DOCUMENT SEGMENT:
- Opening Delimiter -

SBS Transit Turns In Full-Year Revenue of $1.3 Billion

  • Full-year Group revenue increased by 6.5% to $1.3 billion. 
  • Excluding Government reliefs, full-year operating loss was registered for the second consecutive year at $2.8 million compared to $29.8 million previously.
  • Including Government reliefs of $56.3 million, the Group turned in an operating profit of $53.6 million, down 33% from the year before. This was partly due to a loss from the disposal of buses as well as a reduction in the Government relief package. 
  • Net profit attributable to shareholders decreased by 34.6% to $51.6 million.

SBS Transit today announced its audited results for the year ended 31 December 2021.





31 Dec 2021



31 Dec 2020








Operating Profit




Net Profit Attributable to Shareholders








EPS (based on existing share capital) - cents






Group revenue for the year ended 31 December 2021 increased by 6.5% or $79.9 million to $1.3 billion compared to 2020. 

Group operating costs increased by 9.2% or $106.3 million to $1.3 billion due mainly to higher fuel and electricity costs as well as staff costs. The surge in energy prices resulted in a spike of 65.1% or $58.6 million in our fuel and electricity costs to $148.7 million for the year ended 31 December 2021.

- Closing Delimiter -

EXERCISE DATA:
- Opening Delimiter -

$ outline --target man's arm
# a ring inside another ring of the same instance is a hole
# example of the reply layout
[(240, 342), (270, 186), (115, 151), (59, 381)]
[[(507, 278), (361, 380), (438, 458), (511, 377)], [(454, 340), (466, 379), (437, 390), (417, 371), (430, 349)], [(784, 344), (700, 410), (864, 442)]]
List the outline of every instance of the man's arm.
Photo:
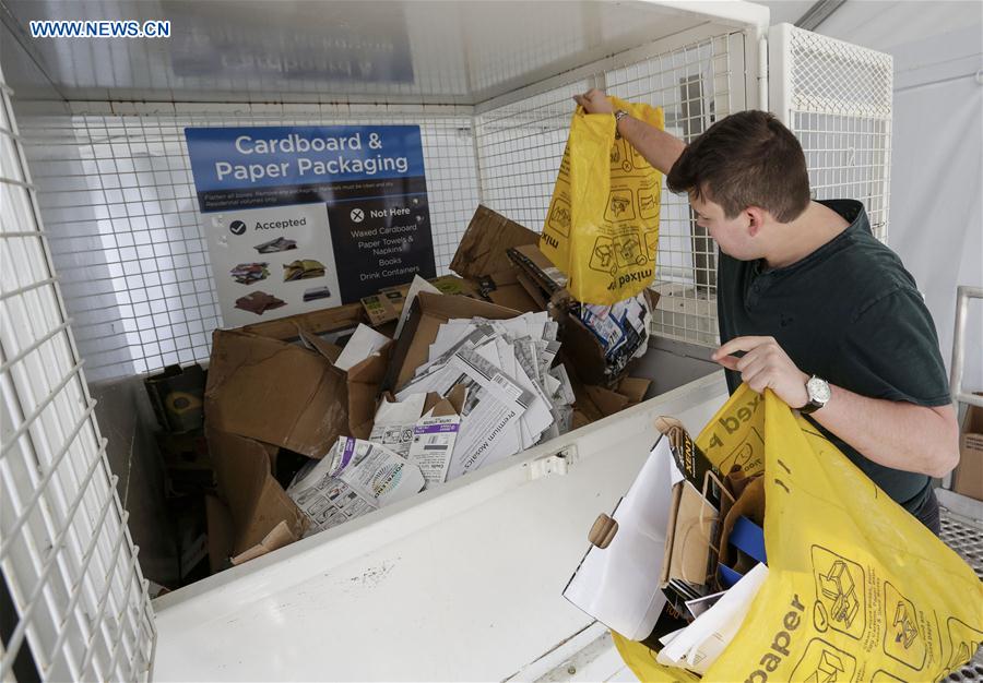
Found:
[[(745, 351), (742, 358), (731, 356)], [(808, 375), (772, 337), (737, 337), (713, 354), (713, 360), (736, 370), (754, 391), (772, 390), (792, 408), (809, 400)], [(849, 443), (866, 458), (905, 471), (944, 477), (959, 462), (959, 426), (951, 405), (916, 406), (868, 398), (830, 384), (829, 403), (809, 417)]]
[[(604, 93), (599, 89), (591, 89), (583, 95), (576, 95), (573, 99), (588, 113), (614, 113), (614, 107)], [(644, 121), (624, 117), (618, 121), (617, 125), (621, 137), (638, 149), (638, 153), (649, 164), (665, 175), (668, 175), (673, 164), (676, 163), (676, 159), (679, 158), (679, 155), (686, 148), (686, 144), (678, 137), (649, 125)]]

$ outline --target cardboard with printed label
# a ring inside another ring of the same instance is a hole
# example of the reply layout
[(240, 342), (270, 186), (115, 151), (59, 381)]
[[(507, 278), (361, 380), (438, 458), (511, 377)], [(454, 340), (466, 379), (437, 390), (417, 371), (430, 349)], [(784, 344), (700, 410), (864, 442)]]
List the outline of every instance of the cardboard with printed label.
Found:
[[(976, 396), (983, 396), (976, 393)], [(968, 406), (959, 435), (959, 465), (952, 474), (952, 490), (983, 501), (983, 408)]]

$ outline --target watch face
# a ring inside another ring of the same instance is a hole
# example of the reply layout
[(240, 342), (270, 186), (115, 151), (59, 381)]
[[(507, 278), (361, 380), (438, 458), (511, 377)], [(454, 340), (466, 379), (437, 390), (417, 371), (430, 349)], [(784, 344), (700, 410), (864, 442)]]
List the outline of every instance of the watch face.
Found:
[(829, 400), (829, 384), (826, 383), (826, 380), (813, 378), (812, 380), (806, 382), (806, 391), (809, 393), (809, 400), (814, 400), (819, 404), (825, 404)]

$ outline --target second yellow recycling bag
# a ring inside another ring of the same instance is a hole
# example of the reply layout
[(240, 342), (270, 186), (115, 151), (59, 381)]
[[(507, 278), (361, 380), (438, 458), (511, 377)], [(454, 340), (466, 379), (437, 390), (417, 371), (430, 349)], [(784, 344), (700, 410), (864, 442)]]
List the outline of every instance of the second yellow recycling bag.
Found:
[[(766, 479), (768, 579), (704, 681), (937, 681), (983, 642), (983, 584), (775, 397), (742, 385), (697, 439)], [(615, 635), (642, 681), (696, 680)]]
[[(608, 99), (664, 128), (661, 108)], [(662, 173), (615, 132), (612, 115), (577, 108), (540, 240), (569, 278), (567, 290), (584, 303), (633, 297), (655, 276)]]

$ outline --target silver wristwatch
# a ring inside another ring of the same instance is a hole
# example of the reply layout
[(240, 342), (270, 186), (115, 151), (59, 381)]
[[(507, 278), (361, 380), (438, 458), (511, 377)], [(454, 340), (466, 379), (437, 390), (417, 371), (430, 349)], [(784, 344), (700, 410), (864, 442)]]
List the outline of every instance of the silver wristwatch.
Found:
[(829, 403), (829, 398), (832, 395), (829, 391), (829, 383), (816, 375), (813, 375), (806, 382), (806, 394), (809, 396), (809, 403), (798, 409), (802, 415), (816, 412), (816, 410)]
[(615, 111), (615, 137), (621, 136), (621, 134), (618, 132), (618, 123), (620, 123), (621, 119), (624, 119), (627, 116), (630, 116), (630, 115), (627, 111), (625, 111), (624, 109), (618, 109), (617, 111)]

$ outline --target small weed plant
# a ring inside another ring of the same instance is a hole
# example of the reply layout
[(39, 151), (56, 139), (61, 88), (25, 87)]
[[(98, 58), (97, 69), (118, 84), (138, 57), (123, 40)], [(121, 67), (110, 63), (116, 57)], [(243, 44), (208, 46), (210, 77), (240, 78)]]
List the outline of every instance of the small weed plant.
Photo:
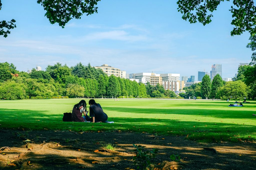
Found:
[(180, 156), (178, 155), (173, 154), (170, 156), (170, 159), (173, 161), (177, 162), (180, 159)]
[(115, 148), (116, 147), (116, 146), (114, 146), (114, 144), (112, 145), (111, 143), (105, 143), (102, 145), (103, 146), (103, 147), (104, 149), (110, 149), (114, 151), (115, 150)]
[(151, 163), (151, 160), (156, 157), (158, 149), (154, 149), (149, 151), (144, 150), (145, 146), (133, 144), (136, 148), (134, 150), (136, 152), (136, 156), (133, 157), (133, 160), (134, 164), (137, 165), (137, 169), (142, 170), (146, 169)]

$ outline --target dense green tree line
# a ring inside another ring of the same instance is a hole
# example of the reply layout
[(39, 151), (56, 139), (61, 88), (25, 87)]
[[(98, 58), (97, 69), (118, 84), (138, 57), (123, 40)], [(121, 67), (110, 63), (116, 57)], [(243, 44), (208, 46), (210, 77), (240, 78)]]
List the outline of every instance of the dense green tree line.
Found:
[(147, 97), (144, 84), (113, 75), (81, 63), (69, 68), (57, 63), (46, 71), (19, 72), (12, 63), (0, 63), (0, 99), (57, 96), (88, 98)]

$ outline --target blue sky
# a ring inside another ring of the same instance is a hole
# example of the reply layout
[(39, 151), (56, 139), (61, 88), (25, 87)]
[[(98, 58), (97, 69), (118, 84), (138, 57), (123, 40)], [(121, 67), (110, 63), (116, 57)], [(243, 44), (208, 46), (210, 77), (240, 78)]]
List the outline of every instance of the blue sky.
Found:
[(35, 0), (3, 0), (0, 20), (17, 28), (0, 37), (0, 62), (20, 71), (43, 69), (57, 62), (108, 64), (127, 73), (153, 71), (194, 75), (222, 64), (231, 78), (239, 63), (249, 62), (248, 32), (232, 37), (230, 2), (221, 3), (212, 22), (191, 24), (177, 11), (176, 0), (102, 0), (98, 13), (71, 20), (64, 29), (51, 24)]

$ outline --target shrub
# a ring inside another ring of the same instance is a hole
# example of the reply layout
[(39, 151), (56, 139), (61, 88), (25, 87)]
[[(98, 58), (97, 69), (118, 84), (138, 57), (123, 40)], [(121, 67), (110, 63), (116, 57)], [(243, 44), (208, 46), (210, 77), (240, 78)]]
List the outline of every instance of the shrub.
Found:
[(164, 95), (161, 94), (160, 95), (160, 98), (164, 98)]
[(134, 161), (134, 164), (137, 165), (137, 169), (146, 169), (150, 165), (151, 161), (155, 157), (158, 149), (154, 149), (152, 151), (145, 151), (145, 146), (133, 144), (136, 148), (136, 156), (134, 156), (133, 160)]

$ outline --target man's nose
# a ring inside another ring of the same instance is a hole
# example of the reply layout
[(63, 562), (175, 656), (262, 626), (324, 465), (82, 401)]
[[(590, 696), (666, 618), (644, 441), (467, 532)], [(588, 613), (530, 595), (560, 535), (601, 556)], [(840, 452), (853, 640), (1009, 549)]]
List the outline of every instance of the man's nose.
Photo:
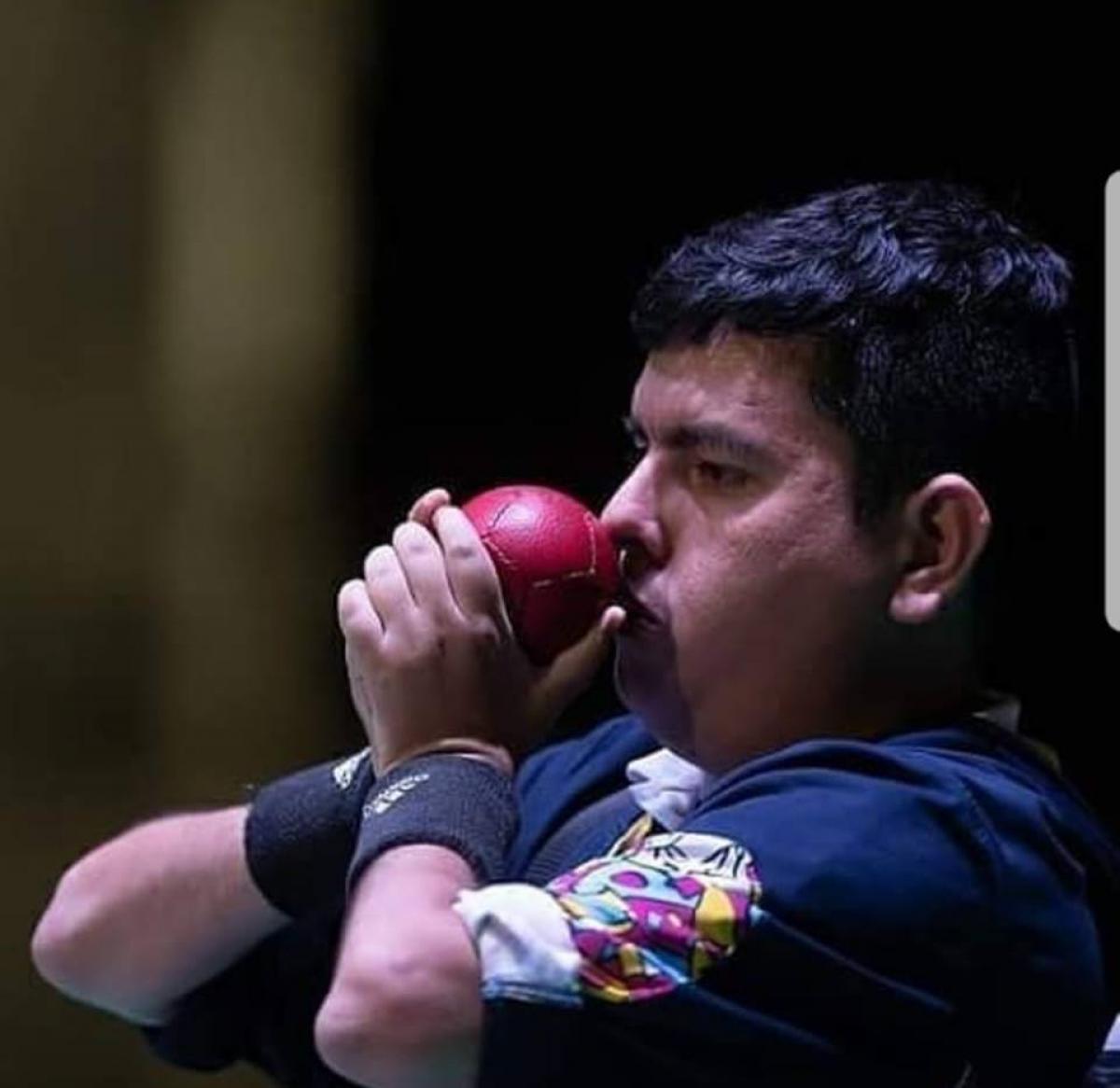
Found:
[(657, 516), (654, 481), (640, 465), (603, 507), (599, 519), (623, 556), (623, 576), (634, 579), (650, 564), (664, 562), (664, 532)]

- Closing Delimiter -

EXERCISE INSTRUCTIONS:
A: Reproduce the passage of the SBS Transit results release that begins at the words "Group operating costs" and stops after the words "million for the year ended 31 December 2021.".
B: List each distinct percentage figure that appears in the SBS Transit results release.
C: Resume the SBS Transit results release after its final sentence.

ACTIVITY ANSWERS:
A:
Group operating costs increased by 9.2% or $106.3 million to $1.3 billion due mainly to higher fuel and electricity costs as well as staff costs. The surge in energy prices resulted in a spike of 65.1% or $58.6 million in our fuel and electricity costs to $148.7 million for the year ended 31 December 2021.

B:
6.5%
33%
34.6%
9.2%
65.1%

C:
The Group fell into the red at the operating level for the second consecutive year of the pandemic, although it significantly narrowed the loss from $29.8 million in 2020 to $2.8 million in the year just ended. The improved performance was in line with the gradual recovery of the Singapore economy but this was offset by a one-time loss of $16.0 million from the disposal of 241 buses which were replaced with new and greener ones from the Land Transport Authority.

Taking into account the Government reliefs of $56.3 million, the Group managed to stay in the black with a full-year operating profit of $53.6 million, down 33% from 2020. The Government reliefs, although significantly lower by 48.7% than in 2020, helped to partially cushion the adverse financial impact due to COVID-19. The COVID-19 impact included a significant drop in ridership compared to pre-COVID levels, rental rebates given to tenants and expenses arising from stepped up cleaning costs of vehicles and premises to protect our passengers and employees. 

Full-year net profit attributable to shareholders fell by 34.6% or $27.3 million to $51.6 million. 

SBS Transit CEO, Mr Cheng Siak Kian, said: “This is the second year of an unprecedented crisis of a generation. As Singapore’s dominant public transport operator, we continued to see low ridership on our buses and trains as people continued to work from home, nightlife remained non-existent, and COVID-19 restrictions remained in force. While things may have improved compared to 2020, we are certainly not out of the woods. The situation remains fluid as new COVID-19 variants may emerge, we are both cautious and yet hopeful for a recovery. Our people and our passengers remain our focus and we continue to work at being a stronger, reliable and efficient public transport operator.”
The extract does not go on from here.